PAGE TEXT:
Background information
- Born: Aaron Jerome Foulds
- Origin: Cambridgeshire, England
- Genres: indie pop; house; post-dubstep; UK garage; electronic;
- Occupations: Musician; songwriter; record producer;
- Years active: 2008-present
- Labels: Save Yourself; AWAL; Young; XL;
- Website: www.saveyourself.tv

= Sbtrkt =

British musician and producer

Aaron Jerome Foulds, known professionally as Sbtrkt (stylised as SBTRKT; disemvowelment of "subtract"), is an English musician, songwriter and record producer. Jerome has remixed songs by artists such as M.I.A, Radiohead, Modeselektor, Basement Jaxx, Mark Ronson, and Underworld, and has released singles, EPs, and four albums. His music has been playlisted by BBC Radio 1 and BBC Radio 6 Music.

Jerome also has performed live with frequent collaborator Sampha. The live show from 2010 to 2012 consisted of Jerome utilizing synthesisers, keyboards, drums and drum programming with Sampha on vocals and keyboards.

Jerome described his racial and ethnic background as "mixed-race" South Asian (Kenyan Goan and Scottish heritage). Jerome used the project's title rather than his own name in the past in order to support the concept of anonymity. Jerome previously explained "[I'd] rather not talk about myself as a person, and let the music speak for itself. The name SBTRKT is me taking myself away from that whole process. I'm not a social person, so having to talk to DJs to make them play a record is not something I want to do. It's more about giving them a record as an anonymous person and seeing whether they like it or not. If they play it, they play it." Jerome used to wear masks inspired by ceremonial masks from South America and South Asia, using nature as an inspiration, designed by the anonymous designer "A Hidden Place".

DATASET EXTRACT:
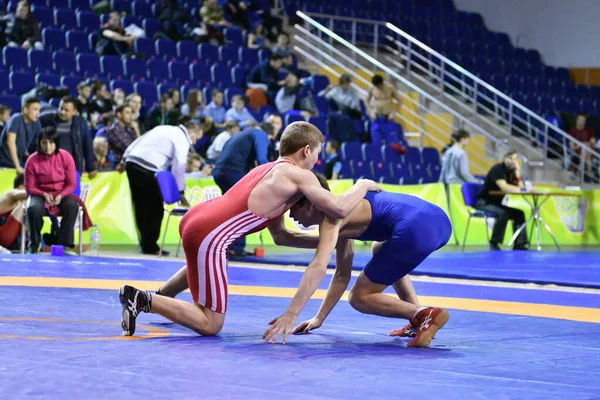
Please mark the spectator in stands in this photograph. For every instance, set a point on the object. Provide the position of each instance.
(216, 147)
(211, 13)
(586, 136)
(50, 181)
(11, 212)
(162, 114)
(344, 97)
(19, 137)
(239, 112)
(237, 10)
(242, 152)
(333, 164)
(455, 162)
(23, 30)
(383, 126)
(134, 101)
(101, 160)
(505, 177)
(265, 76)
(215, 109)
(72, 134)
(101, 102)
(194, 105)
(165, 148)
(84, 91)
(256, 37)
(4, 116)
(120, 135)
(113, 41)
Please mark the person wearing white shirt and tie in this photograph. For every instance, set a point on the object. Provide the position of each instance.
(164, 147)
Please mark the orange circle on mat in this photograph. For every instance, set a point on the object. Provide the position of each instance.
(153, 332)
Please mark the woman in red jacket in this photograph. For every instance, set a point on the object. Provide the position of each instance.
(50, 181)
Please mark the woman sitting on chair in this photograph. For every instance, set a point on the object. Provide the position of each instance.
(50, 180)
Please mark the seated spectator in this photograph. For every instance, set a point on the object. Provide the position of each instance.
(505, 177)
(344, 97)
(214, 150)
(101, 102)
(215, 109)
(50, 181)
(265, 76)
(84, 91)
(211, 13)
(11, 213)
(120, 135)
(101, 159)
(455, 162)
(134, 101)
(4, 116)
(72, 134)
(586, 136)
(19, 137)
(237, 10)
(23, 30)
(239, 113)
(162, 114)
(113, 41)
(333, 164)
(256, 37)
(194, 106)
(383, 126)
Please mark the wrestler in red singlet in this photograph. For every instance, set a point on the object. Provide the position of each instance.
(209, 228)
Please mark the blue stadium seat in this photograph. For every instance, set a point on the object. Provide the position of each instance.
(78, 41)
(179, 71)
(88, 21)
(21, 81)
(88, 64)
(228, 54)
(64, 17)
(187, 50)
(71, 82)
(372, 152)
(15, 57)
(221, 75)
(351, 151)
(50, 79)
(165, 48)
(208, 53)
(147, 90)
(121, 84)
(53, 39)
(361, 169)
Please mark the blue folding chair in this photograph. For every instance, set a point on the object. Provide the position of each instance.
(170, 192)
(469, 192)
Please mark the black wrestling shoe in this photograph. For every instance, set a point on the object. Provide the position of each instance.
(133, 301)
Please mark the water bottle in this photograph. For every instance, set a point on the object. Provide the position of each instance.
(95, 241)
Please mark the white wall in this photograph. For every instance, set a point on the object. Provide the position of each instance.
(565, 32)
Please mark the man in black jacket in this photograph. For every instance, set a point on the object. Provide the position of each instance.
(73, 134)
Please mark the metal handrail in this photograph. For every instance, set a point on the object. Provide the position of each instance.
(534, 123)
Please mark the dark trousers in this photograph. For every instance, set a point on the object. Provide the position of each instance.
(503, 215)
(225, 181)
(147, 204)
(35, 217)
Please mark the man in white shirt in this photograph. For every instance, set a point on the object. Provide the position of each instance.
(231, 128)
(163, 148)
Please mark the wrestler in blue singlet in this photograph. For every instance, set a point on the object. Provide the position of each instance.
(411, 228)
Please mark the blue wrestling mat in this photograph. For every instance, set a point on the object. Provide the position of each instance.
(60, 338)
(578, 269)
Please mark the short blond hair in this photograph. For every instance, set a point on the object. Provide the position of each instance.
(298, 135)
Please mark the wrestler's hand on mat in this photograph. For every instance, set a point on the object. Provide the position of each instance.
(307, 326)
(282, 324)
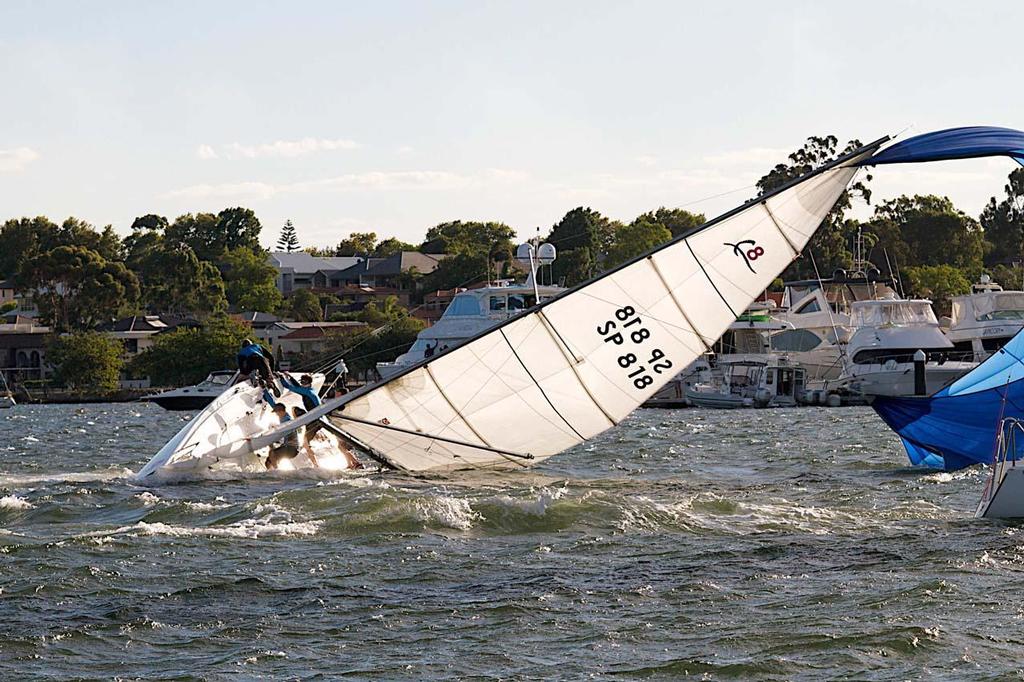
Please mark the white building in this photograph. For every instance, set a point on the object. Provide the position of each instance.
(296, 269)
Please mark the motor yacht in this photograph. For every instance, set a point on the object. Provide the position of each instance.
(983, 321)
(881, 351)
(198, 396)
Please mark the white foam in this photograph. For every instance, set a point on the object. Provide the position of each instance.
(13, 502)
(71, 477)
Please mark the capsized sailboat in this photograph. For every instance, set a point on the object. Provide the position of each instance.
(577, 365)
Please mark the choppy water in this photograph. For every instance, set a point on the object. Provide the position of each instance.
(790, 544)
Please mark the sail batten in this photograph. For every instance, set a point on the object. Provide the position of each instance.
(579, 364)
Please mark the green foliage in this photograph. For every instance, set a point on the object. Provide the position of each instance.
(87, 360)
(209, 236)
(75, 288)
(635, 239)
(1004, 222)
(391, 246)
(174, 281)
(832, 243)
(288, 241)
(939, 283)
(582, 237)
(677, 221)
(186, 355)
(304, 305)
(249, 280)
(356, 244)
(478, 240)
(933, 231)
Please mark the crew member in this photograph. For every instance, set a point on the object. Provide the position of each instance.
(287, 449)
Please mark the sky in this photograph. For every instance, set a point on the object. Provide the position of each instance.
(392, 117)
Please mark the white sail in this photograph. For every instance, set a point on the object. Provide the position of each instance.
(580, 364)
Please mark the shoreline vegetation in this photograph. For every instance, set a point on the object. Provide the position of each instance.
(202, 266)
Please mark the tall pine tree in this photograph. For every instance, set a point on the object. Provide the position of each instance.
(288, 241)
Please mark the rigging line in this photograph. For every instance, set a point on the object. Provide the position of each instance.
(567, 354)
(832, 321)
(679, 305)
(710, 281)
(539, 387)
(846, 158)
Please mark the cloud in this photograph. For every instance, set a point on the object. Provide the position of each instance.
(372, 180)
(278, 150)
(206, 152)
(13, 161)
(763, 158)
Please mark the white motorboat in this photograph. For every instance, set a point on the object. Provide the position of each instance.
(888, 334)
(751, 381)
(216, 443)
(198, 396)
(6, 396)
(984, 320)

TASK GOAL: In the Sbtrkt text, what did Sampha contribute to the live show from 2010 to 2012?

REPLY TO THE TASK: Vocals and keyboards.